4.3. The indicators dataset is untidy as:
unit of analysis is a country-year pairing; but
the year variable is spread across multiple columns, with the year values (e.g 2015) saved as the column (variable) names. This breaks the first tidy principle that each variable must have its own column.
income and population variables do not have their own columns, thus each country-year observation is split across multiple rows. For example, income and population observations for the year 2015 are split into two rows. This breaks both the first tidy principle and the second principle: Each observation must have its own row.
4.4 To tidy the indicators dataset, we:
Correct year values (e.g rename 2015 [YR2015] to 2015) using rename.vars() function
Use the gather() function (tidy) to gather all years into one column (“Year”)
Use the spread() function (tidy) to spread the population and income variables into separate columns.
4.5 The population and income column names were also simplified using rename.vars() function.

_Exercise:_
Rename "country-year" to "nation-year" in the passage on tidying the indicators dataset, starting with "4.3. The indicators" and going on through "its own row.", and write that stretch out again. Work only from the passage on tidying the indicators dataset.

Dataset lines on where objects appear
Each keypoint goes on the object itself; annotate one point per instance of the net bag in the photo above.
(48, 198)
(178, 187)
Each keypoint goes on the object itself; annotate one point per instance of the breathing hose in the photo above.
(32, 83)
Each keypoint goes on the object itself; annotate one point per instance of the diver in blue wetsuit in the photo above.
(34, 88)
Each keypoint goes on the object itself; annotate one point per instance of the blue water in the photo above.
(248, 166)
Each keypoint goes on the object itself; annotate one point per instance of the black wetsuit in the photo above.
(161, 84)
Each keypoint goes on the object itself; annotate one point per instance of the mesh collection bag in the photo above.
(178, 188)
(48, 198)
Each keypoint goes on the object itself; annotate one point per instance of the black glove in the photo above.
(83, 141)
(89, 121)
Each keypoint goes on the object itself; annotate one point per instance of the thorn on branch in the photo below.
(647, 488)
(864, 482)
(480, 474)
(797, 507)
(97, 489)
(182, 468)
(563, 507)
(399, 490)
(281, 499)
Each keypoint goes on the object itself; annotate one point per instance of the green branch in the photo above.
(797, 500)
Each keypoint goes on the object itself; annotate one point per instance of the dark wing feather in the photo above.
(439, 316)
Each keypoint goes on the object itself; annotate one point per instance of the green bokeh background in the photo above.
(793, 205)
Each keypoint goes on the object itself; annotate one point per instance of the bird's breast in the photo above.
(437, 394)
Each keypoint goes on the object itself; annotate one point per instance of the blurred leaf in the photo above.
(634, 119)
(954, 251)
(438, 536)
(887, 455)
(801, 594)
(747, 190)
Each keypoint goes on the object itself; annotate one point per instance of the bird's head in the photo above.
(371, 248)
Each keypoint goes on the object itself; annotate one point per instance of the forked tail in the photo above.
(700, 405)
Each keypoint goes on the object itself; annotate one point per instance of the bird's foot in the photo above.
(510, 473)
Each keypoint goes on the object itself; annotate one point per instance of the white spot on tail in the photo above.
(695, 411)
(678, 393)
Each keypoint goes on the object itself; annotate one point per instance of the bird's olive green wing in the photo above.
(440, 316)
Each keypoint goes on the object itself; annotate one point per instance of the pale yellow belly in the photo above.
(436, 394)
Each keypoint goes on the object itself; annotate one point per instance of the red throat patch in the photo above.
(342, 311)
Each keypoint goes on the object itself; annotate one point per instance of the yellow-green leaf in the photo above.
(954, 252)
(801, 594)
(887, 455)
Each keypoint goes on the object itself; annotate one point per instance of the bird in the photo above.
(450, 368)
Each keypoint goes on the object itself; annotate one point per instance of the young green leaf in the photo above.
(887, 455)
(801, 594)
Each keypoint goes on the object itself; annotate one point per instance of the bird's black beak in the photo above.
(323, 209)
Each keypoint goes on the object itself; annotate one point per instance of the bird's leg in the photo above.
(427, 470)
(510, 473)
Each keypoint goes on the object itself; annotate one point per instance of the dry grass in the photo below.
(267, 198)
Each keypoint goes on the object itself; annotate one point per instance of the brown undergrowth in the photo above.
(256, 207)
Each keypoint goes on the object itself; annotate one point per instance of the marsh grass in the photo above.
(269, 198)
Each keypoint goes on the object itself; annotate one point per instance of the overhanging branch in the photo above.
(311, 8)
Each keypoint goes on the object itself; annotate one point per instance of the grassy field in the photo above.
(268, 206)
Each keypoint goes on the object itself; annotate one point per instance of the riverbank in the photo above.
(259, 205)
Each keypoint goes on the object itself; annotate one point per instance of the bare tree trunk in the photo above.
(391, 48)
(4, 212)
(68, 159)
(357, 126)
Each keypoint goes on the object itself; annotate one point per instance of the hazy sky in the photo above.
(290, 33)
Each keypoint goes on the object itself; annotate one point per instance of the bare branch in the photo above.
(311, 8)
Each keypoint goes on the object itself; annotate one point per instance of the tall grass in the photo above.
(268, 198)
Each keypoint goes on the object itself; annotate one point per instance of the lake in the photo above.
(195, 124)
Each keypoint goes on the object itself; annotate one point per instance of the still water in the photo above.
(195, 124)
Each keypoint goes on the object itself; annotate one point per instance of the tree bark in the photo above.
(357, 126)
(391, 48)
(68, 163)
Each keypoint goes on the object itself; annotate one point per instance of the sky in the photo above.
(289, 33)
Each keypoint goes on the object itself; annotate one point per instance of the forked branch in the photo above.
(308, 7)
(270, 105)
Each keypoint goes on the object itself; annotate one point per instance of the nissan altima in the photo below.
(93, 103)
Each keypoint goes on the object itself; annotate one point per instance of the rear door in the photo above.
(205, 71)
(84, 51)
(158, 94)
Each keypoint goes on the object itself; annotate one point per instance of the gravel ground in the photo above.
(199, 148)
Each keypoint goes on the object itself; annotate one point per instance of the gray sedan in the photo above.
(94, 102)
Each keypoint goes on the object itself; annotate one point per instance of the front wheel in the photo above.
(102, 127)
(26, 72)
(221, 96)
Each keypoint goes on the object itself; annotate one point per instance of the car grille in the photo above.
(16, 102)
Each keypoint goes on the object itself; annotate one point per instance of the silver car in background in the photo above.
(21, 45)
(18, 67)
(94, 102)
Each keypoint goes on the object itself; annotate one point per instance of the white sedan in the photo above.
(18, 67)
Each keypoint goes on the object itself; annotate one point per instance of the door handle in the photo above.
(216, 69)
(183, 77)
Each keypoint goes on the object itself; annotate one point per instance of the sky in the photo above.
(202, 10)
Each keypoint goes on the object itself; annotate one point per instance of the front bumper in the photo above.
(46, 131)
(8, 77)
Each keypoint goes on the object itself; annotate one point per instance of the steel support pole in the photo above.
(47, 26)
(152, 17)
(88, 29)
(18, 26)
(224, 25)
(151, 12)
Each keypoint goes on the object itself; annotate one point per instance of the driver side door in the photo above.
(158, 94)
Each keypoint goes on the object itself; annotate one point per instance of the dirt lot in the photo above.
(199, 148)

_Answer:_
4.3. The indicators dataset is untidy as:
unit of analysis is a nation-year pairing; but
the year variable is spread across multiple columns, with the year values (e.g 2015) saved as the column (variable) names. This breaks the first tidy principle that each variable must have its own column.
income and population variables do not have their own columns, thus each nation-year observation is split across multiple rows. For example, income and population observations for the year 2015 are split into two rows. This breaks both the first tidy principle and the second principle: Each observation must have its own row.